*What is required*. Render every item below as a JSON list of strings, one string per line, omitting blank lines.

*Dataset extract*.
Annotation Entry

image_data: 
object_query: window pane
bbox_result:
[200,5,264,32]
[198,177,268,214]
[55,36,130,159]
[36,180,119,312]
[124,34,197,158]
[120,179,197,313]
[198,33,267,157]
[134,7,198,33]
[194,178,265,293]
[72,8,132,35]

*Exercise output*.
[
  "Annotation Entry",
  "image_data: ",
  "object_query: window pane",
  "bbox_result:",
  "[200,5,264,32]",
  "[198,177,268,214]",
  "[55,36,130,159]",
  "[36,180,119,312]",
  "[124,34,197,158]",
  "[120,179,197,313]",
  "[198,33,267,157]",
  "[134,7,198,33]",
  "[194,178,265,293]",
  "[72,8,132,35]"
]